Point localization data
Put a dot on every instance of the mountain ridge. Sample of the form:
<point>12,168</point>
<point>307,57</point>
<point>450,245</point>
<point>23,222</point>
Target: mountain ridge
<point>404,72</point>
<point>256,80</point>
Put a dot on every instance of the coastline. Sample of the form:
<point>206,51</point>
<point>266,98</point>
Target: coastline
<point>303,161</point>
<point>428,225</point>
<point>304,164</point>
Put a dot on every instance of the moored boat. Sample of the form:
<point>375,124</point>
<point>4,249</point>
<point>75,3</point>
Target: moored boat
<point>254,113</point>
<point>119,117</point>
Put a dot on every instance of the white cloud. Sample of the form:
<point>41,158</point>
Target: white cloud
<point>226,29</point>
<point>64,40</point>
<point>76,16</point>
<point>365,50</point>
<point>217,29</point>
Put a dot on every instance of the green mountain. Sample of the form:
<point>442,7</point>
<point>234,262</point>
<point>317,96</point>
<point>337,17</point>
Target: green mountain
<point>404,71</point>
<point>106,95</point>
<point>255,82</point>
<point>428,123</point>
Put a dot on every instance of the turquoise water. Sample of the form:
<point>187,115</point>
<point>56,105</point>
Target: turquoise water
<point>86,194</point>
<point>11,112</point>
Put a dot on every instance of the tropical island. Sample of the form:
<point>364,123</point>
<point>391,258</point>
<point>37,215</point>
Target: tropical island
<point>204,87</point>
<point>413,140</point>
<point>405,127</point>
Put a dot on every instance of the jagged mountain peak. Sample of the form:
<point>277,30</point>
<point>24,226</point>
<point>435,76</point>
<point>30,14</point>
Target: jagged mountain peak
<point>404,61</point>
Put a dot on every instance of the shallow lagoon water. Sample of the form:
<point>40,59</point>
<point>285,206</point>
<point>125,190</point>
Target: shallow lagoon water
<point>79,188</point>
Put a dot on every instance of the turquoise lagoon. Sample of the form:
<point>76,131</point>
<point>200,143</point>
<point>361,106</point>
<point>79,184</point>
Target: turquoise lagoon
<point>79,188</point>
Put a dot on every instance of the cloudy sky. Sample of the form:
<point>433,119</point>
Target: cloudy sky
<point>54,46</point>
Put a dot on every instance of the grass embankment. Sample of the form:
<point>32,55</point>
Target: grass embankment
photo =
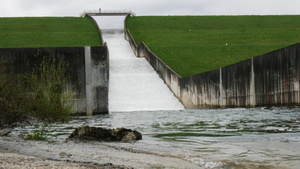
<point>195,44</point>
<point>48,32</point>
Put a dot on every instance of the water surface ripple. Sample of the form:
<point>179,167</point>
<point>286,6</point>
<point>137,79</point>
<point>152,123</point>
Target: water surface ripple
<point>228,137</point>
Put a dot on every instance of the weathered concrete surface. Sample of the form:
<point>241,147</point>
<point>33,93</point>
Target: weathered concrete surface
<point>266,80</point>
<point>20,60</point>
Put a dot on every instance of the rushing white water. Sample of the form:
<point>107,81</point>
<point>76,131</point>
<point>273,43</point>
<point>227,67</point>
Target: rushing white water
<point>133,83</point>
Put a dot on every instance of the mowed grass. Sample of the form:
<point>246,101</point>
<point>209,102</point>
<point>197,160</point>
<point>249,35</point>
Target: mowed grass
<point>195,44</point>
<point>48,32</point>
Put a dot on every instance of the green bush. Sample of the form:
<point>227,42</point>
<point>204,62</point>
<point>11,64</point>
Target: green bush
<point>12,97</point>
<point>42,93</point>
<point>48,101</point>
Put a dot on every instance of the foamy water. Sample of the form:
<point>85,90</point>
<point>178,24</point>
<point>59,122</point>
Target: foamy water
<point>133,83</point>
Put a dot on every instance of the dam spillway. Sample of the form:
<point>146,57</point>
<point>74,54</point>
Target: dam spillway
<point>133,83</point>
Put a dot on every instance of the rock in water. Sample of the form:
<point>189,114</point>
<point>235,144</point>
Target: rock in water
<point>103,134</point>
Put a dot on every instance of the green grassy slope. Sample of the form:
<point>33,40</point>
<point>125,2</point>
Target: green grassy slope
<point>48,32</point>
<point>195,44</point>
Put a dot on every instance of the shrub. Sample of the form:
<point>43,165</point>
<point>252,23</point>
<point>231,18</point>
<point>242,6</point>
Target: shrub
<point>48,101</point>
<point>12,97</point>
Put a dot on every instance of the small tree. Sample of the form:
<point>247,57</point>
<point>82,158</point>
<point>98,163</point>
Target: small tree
<point>48,101</point>
<point>12,96</point>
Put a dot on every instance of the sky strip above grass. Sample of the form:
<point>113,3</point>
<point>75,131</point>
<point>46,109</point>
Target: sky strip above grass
<point>48,32</point>
<point>195,44</point>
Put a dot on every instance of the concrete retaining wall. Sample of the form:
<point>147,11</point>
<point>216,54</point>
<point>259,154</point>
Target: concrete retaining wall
<point>266,80</point>
<point>89,71</point>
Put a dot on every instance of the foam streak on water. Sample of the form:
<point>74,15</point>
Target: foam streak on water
<point>133,83</point>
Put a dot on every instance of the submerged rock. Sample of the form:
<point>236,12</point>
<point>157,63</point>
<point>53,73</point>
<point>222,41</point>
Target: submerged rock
<point>103,134</point>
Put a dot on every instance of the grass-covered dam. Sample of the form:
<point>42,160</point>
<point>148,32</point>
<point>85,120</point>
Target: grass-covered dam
<point>246,61</point>
<point>207,61</point>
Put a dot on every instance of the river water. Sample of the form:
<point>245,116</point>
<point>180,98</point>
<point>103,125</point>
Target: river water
<point>211,138</point>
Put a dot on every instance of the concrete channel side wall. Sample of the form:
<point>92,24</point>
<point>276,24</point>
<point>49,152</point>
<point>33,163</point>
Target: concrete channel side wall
<point>89,72</point>
<point>266,80</point>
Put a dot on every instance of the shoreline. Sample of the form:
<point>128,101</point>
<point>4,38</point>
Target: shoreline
<point>16,152</point>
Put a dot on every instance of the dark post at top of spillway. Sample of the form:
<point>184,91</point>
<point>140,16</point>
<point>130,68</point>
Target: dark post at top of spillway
<point>107,13</point>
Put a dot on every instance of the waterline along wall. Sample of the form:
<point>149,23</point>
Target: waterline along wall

Task item
Do not include images; quote all of the entries above exactly.

Result of the exercise
Put a dot on every instance of the mountain ridge. Sample of the form:
<point>12,168</point>
<point>307,57</point>
<point>450,245</point>
<point>23,222</point>
Target: mountain ridge
<point>404,72</point>
<point>256,80</point>
Put a dot on every instance of the coastline. Sample of the form:
<point>206,51</point>
<point>266,98</point>
Target: coastline
<point>303,161</point>
<point>428,225</point>
<point>304,164</point>
Put a dot on every instance of the moored boat. Sample of the form:
<point>375,124</point>
<point>4,249</point>
<point>75,3</point>
Target: moored boat
<point>254,113</point>
<point>119,117</point>
Put a dot on every instance of the white cloud. Sample of the form:
<point>41,158</point>
Target: white cloud
<point>226,29</point>
<point>64,40</point>
<point>76,16</point>
<point>365,50</point>
<point>217,29</point>
Put a dot on every instance of the green mountain. Sample of the form:
<point>442,7</point>
<point>234,262</point>
<point>317,96</point>
<point>337,17</point>
Target: green mountain
<point>404,71</point>
<point>106,95</point>
<point>255,82</point>
<point>428,123</point>
Put a dot on every instance of the turquoise water. Sample of the form:
<point>187,115</point>
<point>56,105</point>
Target: turquoise water
<point>86,194</point>
<point>11,112</point>
Put a dot on every instance of the tropical island. Sample of the form:
<point>364,123</point>
<point>391,258</point>
<point>37,215</point>
Target: tropical island
<point>204,87</point>
<point>413,140</point>
<point>405,127</point>
Put a dot on every instance of the jagged mountain peak. Sample of the form:
<point>277,30</point>
<point>24,226</point>
<point>435,76</point>
<point>30,14</point>
Target: jagged mountain peak
<point>404,61</point>
Put a dot on every instance of the shallow lagoon water. Sample of the form:
<point>40,59</point>
<point>285,206</point>
<point>125,190</point>
Target: shallow lagoon water
<point>79,188</point>
Put a dot on every instance of the turquoise lagoon. Sample of the form:
<point>76,131</point>
<point>200,143</point>
<point>361,106</point>
<point>79,184</point>
Target: turquoise lagoon
<point>79,188</point>
Put a dot on every instance of the cloudy sky. Sample of the form:
<point>433,119</point>
Target: cloudy sky
<point>54,46</point>
Put a dot on every instance of the grass embankment. Sample of the form:
<point>32,55</point>
Target: grass embankment
photo =
<point>195,44</point>
<point>48,32</point>
Put a dot on every instance of the water surface ripple. Sample of the form:
<point>179,167</point>
<point>286,6</point>
<point>137,79</point>
<point>152,123</point>
Target: water surface ripple
<point>228,137</point>
Put a dot on every instance of the weathered concrete surface. Sample of the form:
<point>241,147</point>
<point>33,93</point>
Target: weathered concrete surface
<point>266,80</point>
<point>20,60</point>
Put a dot on every instance of the rushing white water. Sample of the form:
<point>107,81</point>
<point>76,131</point>
<point>273,43</point>
<point>227,67</point>
Target: rushing white water
<point>133,83</point>
Put a dot on every instance of the mowed grass. Sample of the form:
<point>246,101</point>
<point>209,102</point>
<point>197,160</point>
<point>249,35</point>
Target: mowed grass
<point>195,44</point>
<point>48,32</point>
Put a dot on every instance of the green bush. Sample of the form:
<point>227,42</point>
<point>204,62</point>
<point>11,64</point>
Target: green bush
<point>12,97</point>
<point>42,93</point>
<point>48,101</point>
Put a dot on every instance of the foamy water. Sample of the form:
<point>85,90</point>
<point>178,24</point>
<point>59,122</point>
Target: foamy water
<point>133,83</point>
Put a dot on every instance of the dam spillway. Sample of the form:
<point>146,57</point>
<point>74,54</point>
Target: dam spillway
<point>133,83</point>
Put a dot on every instance of the rock in water. Sample of the form:
<point>189,114</point>
<point>235,144</point>
Target: rock in water
<point>103,134</point>
Put a dot on every instance of the green grassy slope. Sample of the form:
<point>33,40</point>
<point>125,2</point>
Target: green grassy slope
<point>48,32</point>
<point>195,44</point>
Put a dot on every instance of the shrub. Sample of the form:
<point>43,165</point>
<point>252,23</point>
<point>231,18</point>
<point>242,6</point>
Target: shrub
<point>48,101</point>
<point>12,97</point>
Put a dot on every instance of the small tree. Sample of the form:
<point>247,57</point>
<point>82,158</point>
<point>98,163</point>
Target: small tree
<point>48,101</point>
<point>12,96</point>
Put a dot on every instance of the sky strip above grass. Sample of the form:
<point>113,3</point>
<point>75,131</point>
<point>46,109</point>
Target: sky strip above grass
<point>48,32</point>
<point>195,44</point>
Put a dot on every instance of the concrete retaining wall. Sample of the form:
<point>147,11</point>
<point>216,54</point>
<point>259,154</point>
Target: concrete retaining wall
<point>266,80</point>
<point>89,71</point>
Put a dot on every instance of the foam streak on water. Sample of the form:
<point>74,15</point>
Target: foam streak on water
<point>133,83</point>
Put a dot on every instance of the submerged rock. Sample of the form:
<point>236,12</point>
<point>157,63</point>
<point>53,73</point>
<point>222,41</point>
Target: submerged rock
<point>103,134</point>
Put a dot on every instance of the grass-covered dam. Sample of the form:
<point>42,160</point>
<point>148,32</point>
<point>85,120</point>
Target: grass-covered dam
<point>246,61</point>
<point>207,61</point>
Put a dot on every instance of the river water. Sample of the form:
<point>245,116</point>
<point>180,98</point>
<point>103,125</point>
Target: river water
<point>211,138</point>
Put a dot on every instance of the concrete channel side wall. Sample of the form:
<point>92,24</point>
<point>276,24</point>
<point>49,152</point>
<point>33,163</point>
Target: concrete channel side wall
<point>89,72</point>
<point>266,80</point>
Put a dot on every instance of the shoreline. Sample of the form:
<point>128,101</point>
<point>4,38</point>
Target: shoreline
<point>16,152</point>
Put a dot on every instance of the dark post at top of spillway. Sample of the form:
<point>184,91</point>
<point>140,16</point>
<point>130,68</point>
Target: dark post at top of spillway
<point>107,13</point>
Put a dot on every instance of the waterline along wall. Sample of the form:
<point>149,23</point>
Target: waterline along wall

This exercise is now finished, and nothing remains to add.